BEGIN Text section
Kurzweil against an AI critic: (Humans)

by dhw, Tuesday, September 14, 2010, 10:36 (5183 days ago) @ xeno6696

http://www.kurzweilai.net/ray-kurzweil-responds-to-ray-kurzweil-does-not-understand-the...Dhw, -As I consider your question more on whether I think it is possible, Kurzweil's discussion at this link certainly makes it seem possible. At the same time I find it hard to say it IS when we don't have a firm grasp on what consciousness IS? Trial by error, again...-As this is one of the many subjects on which I am horribly ignorant, my response is made with some hesitancy, but I'm here to learn.
 
Kurzweil says that thanks to modern technology "we can see how our brain creates our thoughts and see how our thoughts create our brain." Modern technology can certainly show up the activities in the brain, and the respective locations of our different mental processes, but I do not get the impression that Kurzweil actually knows HOW thoughts are created. If he did, would he not be able to build his sentient robot now? I find his statement extremely misleading, and your own comment on consciousness (along with the scepticism of B_M and David) reinforces my doubts.-Kurzweil asks what makes the brain "capable of self-organizing and learning from its environment?" If he is to build a human brain, should he not also be asking what makes the brain capable of consciousness, creativity, imagination, love, empathy, self-doubt, arrogance etc.? You've quite rightly identified my main interest as being whether such a "human" robot is possible, and the discussion you've referred us to seems to me to ignore most of the attributes that actually make us human. There are primitive organisms that are perfectly capable of self-organizing and learning from their environment.-Kurzweil talks repeatedly of "massive redundancies", suggesting that the brain is in fact far less complex than it seems. Since he hasn't solved any of the above mysteries, I wonder ... very speculatively ... if what he calls redundancies might not turn out to be the equivalent of what was once thought to be junk DNA. Or of course there is the possibility that there is more to the human mind than meets the technological eye.
END Text section
BEGIN Provided information
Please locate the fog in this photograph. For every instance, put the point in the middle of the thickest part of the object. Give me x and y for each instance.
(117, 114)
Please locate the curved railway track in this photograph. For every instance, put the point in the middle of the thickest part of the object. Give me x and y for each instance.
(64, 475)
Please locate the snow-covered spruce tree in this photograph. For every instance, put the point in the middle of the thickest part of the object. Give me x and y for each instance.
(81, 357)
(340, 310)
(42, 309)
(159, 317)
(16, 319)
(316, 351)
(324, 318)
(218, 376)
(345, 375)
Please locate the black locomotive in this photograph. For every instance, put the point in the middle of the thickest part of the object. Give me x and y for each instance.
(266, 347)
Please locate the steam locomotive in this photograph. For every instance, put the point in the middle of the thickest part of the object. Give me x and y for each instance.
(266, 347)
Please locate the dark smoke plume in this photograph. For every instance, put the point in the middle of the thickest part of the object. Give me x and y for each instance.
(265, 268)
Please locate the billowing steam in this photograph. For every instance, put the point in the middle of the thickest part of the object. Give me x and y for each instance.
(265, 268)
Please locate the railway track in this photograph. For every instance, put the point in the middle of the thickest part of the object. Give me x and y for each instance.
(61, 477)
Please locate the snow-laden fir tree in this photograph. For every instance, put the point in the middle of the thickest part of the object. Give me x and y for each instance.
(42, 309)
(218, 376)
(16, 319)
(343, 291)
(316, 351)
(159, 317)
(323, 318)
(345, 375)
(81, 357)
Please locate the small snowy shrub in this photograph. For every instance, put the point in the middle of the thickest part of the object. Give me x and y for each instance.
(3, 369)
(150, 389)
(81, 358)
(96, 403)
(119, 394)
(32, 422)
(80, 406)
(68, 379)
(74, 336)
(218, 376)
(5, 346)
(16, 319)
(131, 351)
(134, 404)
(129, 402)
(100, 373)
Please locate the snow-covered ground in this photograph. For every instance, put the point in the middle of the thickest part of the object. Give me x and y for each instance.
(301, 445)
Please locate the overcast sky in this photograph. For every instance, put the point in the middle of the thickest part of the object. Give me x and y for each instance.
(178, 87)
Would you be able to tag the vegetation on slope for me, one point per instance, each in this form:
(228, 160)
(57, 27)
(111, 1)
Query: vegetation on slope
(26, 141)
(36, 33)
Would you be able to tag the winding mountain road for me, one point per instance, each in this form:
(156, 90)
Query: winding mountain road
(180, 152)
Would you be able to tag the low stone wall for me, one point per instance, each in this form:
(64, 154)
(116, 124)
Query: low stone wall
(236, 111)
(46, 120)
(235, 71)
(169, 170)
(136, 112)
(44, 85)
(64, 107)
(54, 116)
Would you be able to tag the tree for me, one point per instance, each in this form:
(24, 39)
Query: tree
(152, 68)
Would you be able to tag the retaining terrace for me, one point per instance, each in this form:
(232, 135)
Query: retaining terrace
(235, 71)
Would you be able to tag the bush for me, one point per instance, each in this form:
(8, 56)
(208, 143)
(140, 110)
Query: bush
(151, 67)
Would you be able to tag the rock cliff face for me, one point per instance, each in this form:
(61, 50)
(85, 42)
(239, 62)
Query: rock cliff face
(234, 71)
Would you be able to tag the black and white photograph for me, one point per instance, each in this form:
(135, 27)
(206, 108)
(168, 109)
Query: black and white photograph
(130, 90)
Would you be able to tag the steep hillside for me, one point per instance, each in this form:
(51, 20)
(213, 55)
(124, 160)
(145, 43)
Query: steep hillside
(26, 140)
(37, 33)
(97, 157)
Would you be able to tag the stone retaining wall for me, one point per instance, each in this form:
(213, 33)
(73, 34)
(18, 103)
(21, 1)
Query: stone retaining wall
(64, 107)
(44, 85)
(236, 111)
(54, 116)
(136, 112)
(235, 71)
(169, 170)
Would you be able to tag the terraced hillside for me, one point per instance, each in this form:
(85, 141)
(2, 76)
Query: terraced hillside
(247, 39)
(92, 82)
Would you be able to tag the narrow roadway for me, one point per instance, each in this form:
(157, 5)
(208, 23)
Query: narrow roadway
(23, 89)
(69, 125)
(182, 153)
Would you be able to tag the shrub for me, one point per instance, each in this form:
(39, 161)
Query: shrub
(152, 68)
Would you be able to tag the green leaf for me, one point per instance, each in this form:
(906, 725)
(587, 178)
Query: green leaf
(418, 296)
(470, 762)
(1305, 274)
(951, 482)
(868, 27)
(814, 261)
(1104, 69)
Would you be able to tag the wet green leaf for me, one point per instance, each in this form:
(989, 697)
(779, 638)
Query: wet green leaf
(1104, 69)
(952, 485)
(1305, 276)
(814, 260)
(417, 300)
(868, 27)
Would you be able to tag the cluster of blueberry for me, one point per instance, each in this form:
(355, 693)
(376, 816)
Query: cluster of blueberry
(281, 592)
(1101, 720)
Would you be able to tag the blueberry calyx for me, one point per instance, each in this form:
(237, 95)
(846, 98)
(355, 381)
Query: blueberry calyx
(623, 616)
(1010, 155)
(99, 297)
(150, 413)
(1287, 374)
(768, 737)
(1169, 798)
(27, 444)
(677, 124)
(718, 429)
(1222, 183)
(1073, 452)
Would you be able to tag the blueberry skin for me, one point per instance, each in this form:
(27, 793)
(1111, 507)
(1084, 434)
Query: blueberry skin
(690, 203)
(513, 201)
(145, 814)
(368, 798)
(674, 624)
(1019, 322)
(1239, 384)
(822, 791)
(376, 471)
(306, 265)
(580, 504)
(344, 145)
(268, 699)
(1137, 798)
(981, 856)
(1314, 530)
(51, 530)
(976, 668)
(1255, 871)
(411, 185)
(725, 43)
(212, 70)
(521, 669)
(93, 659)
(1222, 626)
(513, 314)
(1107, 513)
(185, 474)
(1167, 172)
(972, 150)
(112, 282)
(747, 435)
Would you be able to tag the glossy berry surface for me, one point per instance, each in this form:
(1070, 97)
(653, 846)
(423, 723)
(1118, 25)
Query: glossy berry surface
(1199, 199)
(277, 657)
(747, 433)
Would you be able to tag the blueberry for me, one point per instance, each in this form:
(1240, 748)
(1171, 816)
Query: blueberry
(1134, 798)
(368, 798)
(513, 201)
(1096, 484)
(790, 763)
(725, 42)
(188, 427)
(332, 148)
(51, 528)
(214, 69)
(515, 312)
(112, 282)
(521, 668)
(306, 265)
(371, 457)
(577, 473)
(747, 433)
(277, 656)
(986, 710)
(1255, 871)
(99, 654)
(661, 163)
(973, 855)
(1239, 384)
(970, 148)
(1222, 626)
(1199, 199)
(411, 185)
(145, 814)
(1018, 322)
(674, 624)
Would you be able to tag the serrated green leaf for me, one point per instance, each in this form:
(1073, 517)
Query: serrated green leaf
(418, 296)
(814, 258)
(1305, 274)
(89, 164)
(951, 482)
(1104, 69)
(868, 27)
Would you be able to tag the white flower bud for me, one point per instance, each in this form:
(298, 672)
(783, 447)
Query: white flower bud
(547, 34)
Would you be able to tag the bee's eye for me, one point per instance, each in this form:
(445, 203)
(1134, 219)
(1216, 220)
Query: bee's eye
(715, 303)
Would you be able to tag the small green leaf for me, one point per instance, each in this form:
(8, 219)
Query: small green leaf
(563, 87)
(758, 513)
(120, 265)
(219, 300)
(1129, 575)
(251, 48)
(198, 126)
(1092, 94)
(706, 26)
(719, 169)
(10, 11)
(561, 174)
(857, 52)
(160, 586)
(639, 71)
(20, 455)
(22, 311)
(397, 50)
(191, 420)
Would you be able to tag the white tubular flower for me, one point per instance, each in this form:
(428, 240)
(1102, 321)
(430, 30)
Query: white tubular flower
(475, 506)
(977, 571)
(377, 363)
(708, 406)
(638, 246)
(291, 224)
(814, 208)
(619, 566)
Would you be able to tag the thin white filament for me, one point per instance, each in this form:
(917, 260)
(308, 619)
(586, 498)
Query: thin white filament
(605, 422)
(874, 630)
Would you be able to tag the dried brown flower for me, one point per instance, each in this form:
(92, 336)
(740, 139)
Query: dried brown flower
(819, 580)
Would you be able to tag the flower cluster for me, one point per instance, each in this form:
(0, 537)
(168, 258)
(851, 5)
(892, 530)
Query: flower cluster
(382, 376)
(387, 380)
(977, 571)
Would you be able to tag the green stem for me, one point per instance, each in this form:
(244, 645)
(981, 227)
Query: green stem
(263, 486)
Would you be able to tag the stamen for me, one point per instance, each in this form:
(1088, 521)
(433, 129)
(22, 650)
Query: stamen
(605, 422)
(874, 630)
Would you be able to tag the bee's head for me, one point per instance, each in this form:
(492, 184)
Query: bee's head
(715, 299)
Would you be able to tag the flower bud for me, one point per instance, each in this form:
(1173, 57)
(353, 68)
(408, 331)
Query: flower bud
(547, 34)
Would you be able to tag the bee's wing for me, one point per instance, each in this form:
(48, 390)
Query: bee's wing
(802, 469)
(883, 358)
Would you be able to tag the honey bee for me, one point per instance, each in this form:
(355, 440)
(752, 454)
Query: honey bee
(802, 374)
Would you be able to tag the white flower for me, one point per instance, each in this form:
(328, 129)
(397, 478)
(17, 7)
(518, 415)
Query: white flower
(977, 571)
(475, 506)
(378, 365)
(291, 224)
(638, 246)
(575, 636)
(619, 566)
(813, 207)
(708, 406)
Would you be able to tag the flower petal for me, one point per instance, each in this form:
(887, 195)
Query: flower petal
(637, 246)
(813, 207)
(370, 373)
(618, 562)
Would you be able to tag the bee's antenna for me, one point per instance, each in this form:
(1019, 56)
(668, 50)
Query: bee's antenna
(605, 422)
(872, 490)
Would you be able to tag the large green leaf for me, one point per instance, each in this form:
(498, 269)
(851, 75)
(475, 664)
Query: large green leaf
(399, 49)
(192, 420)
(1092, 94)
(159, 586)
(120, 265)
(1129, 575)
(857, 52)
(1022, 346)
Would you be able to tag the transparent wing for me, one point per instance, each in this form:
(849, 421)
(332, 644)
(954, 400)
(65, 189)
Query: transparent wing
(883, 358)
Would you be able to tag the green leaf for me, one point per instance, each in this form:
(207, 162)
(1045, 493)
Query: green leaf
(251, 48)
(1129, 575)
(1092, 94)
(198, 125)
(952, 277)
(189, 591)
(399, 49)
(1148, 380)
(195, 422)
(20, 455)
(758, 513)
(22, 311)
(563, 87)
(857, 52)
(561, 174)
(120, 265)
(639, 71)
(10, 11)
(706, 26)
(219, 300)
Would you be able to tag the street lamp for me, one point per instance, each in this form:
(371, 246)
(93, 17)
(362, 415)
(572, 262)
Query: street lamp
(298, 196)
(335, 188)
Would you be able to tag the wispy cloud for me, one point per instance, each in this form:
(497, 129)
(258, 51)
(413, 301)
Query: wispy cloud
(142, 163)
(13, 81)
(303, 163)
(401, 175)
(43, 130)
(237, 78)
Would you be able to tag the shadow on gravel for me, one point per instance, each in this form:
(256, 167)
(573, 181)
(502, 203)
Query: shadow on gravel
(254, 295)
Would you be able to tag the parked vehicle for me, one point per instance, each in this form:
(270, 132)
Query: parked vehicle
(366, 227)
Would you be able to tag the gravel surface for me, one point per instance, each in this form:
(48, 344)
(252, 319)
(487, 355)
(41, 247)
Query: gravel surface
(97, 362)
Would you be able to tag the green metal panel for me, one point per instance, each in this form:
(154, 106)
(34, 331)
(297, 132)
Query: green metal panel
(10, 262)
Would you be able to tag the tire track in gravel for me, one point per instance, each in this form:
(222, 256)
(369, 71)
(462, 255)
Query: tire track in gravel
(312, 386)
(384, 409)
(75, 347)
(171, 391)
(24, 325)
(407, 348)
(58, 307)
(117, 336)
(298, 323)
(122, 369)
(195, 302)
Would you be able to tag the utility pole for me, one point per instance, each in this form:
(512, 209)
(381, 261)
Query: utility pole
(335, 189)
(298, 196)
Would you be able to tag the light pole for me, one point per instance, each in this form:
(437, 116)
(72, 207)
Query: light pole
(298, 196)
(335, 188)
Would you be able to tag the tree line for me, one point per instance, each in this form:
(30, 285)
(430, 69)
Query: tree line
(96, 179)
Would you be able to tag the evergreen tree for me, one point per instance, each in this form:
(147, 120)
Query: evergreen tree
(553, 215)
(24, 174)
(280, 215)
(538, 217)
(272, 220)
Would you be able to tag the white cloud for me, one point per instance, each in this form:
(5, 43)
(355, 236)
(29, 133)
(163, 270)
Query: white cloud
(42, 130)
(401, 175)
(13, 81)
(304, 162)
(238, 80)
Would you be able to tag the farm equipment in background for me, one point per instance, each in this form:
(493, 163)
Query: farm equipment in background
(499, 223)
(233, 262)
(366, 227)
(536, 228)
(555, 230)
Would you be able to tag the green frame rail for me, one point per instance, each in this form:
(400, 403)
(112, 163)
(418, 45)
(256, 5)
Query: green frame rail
END Provided information
Problem statement :: Copy word for word the part of the post about Kurzweil from "Kurzweil against an" up to and including "here to learn.". The records come from a separate source, unrelated to the post about Kurzweil.

Finished task ::
Kurzweil against an AI critic: (Humans)

by dhw, Tuesday, September 14, 2010, 10:36 (5183 days ago) @ xeno6696

http://www.kurzweilai.net/ray-kurzweil-responds-to-ray-kurzweil-does-not-understand-the...Dhw, -As I consider your question more on whether I think it is possible, Kurzweil's discussion at this link certainly makes it seem possible. At the same time I find it hard to say it IS when we don't have a firm grasp on what consciousness IS? Trial by error, again...-As this is one of the many subjects on which I am horribly ignorant, my response is made with some hesitancy, but I'm here to learn.